Given exercise 1:
From the listing, select every line that contains the string "target", matching case exactly.

Supplied passage:
****

The CSI300 index .CSI300 of the largest listed companies in Shanghai and Shenzhen closed down 6.8 percent on Wednesday, while the Shanghai Composite Index .SSEC dropped 5.9 percent.

More than 30 percent has been knocked off the value of Chinese shares since mid-June, and for some global investors the fear that China's market turmoil will destabilise the real economy is now a bigger risk than the crisis in Greece.

Indeed, the Obama administration is worried the stock market crash could get in the way of Beijing's economic reform agenda.

"The concern, that is a real one, is what does it mean about long-term growth in China," U.S. Treasury Secretary Jack Lew said on Wednesday at an event in Washington on financial stability.

"How do Chinese policymakers respond to this, and what does it mean in terms of core conditions of the economy?"

TRADING HALTS

More than 500 China-listed companies announced trading halts on the Shanghai and Shenzhen exchanges on Wednesday, taking total suspensions to about 1,300 - 45 percent of the market or roughly $2.4 trillion worth of stock - as companies sought to sit out the carnage.

"I've never seen this kind of slump before. I don't think anyone has. Liquidity is totally depleted," said Du Changchun, an analyst at Northeast Securities.

"Originally, many wanted to hold blue chips. But since so many small caps are suspended from trading, the only way to reduce risk exposure is to sell blue chips."

Beijing, which has struggled for more than a week to bend the market to its will, unveiled yet another battery of measures and the People's Bank of China said it would step up support to brokerages enlisted to prop up shares.

China's Finance Ministry and state investor Central Huijin Investment Ltd pledged not to reduce their shareholdings in the country's Big Four banks - Industrial and Commercial Bank of China Ltd (ICBC), China Construction Bank (0939.HK) (601939.SS), Agricultural Bank of China Ltd (1288.HK) (601288.SS) and Bank of China Ltd (601988.SS) (3988.HK).

****

Provided records:
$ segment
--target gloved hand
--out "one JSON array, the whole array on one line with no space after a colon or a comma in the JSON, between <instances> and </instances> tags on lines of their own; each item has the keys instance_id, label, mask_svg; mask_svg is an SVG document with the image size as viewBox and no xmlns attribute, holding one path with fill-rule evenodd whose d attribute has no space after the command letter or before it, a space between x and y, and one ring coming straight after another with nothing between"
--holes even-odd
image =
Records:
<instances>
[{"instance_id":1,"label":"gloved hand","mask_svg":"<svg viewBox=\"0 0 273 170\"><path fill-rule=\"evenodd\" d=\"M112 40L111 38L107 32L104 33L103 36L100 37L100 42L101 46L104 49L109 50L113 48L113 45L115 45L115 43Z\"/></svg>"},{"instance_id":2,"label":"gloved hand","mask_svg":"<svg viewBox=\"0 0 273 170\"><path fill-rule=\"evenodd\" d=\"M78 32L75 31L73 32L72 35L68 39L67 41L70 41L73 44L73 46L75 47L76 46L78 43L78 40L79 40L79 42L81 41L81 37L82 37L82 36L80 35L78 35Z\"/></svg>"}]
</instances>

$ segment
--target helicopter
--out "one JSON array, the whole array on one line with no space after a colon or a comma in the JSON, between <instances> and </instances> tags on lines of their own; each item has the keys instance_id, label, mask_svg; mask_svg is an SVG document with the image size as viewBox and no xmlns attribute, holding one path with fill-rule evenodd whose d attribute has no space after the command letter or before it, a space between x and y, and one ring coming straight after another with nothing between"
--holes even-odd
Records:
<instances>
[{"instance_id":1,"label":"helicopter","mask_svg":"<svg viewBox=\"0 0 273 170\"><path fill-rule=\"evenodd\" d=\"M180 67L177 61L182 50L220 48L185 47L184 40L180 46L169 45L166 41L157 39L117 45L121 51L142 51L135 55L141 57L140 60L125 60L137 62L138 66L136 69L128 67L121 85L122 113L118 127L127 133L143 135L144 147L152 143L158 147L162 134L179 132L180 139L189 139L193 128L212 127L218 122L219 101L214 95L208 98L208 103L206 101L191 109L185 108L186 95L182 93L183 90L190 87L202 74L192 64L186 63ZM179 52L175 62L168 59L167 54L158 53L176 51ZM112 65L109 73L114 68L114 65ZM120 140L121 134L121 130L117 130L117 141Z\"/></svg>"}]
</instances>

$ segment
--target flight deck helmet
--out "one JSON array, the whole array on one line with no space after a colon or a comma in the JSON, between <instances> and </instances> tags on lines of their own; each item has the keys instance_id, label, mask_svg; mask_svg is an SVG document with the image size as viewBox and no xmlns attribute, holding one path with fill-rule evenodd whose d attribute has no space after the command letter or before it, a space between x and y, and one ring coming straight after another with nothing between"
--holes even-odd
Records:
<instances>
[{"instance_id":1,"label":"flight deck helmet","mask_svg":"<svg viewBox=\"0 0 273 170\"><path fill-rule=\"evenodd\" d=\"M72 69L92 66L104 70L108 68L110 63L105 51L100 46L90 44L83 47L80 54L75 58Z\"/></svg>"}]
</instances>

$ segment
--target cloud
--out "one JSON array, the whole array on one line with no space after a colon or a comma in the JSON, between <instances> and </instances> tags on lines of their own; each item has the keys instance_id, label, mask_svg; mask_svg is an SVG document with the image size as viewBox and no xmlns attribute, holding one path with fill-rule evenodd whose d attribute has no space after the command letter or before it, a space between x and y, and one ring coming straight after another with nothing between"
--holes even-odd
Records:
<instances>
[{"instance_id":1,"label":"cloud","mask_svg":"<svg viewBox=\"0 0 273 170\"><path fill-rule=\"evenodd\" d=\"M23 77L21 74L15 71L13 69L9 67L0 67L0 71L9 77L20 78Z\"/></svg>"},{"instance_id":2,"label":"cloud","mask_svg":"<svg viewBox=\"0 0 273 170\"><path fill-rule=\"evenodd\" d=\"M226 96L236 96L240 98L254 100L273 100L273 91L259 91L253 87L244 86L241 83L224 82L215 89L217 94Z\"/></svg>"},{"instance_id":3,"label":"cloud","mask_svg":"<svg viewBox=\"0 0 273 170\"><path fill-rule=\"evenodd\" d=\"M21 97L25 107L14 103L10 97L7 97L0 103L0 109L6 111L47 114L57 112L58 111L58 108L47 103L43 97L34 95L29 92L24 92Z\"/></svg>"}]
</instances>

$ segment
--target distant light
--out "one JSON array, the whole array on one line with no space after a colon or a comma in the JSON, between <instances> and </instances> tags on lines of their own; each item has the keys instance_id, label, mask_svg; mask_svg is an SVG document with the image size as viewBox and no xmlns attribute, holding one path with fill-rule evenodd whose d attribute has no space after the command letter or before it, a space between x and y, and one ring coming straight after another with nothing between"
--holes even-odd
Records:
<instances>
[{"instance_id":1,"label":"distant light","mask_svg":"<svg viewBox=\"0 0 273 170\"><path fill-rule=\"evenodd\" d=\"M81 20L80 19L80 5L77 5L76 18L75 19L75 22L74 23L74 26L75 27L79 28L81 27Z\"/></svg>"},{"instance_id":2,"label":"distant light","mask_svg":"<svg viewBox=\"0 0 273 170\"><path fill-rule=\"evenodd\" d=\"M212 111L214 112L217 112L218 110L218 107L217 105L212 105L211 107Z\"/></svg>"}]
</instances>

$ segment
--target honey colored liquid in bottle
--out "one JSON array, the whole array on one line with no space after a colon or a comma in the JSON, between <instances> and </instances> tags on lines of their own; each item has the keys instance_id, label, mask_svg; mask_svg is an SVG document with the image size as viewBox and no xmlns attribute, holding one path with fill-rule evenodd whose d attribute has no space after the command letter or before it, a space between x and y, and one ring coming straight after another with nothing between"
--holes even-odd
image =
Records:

****

Given exercise 2:
In the passage on the Chinese stock market slump, rewrite the part that opens with the words containing "Indeed, the Obama" and closes with "at Northeast Securities.", substituting "Thursday" for each occurrence of "Wednesday".

Right answer 1:
--target gloved hand
--target helicopter
--target flight deck helmet
--target cloud
--target distant light
--target honey colored liquid in bottle

Right answer 2:
Indeed, the Obama administration is worried the stock market crash could get in the way of Beijing's economic reform agenda.

"The concern, that is a real one, is what does it mean about long-term growth in China," U.S. Treasury Secretary Jack Lew said on Thursday at an event in Washington on financial stability.

"How do Chinese policymakers respond to this, and what does it mean in terms of core conditions of the economy?"

TRADING HALTS

More than 500 China-listed companies announced trading halts on the Shanghai and Shenzhen exchanges on Thursday, taking total suspensions to about 1,300 - 45 percent of the market or roughly $2.4 trillion worth of stock - as companies sought to sit out the carnage.

"I've never seen this kind of slump before. I don't think anyone has. Liquidity is totally depleted," said Du Changchun, an analyst at Northeast Securities.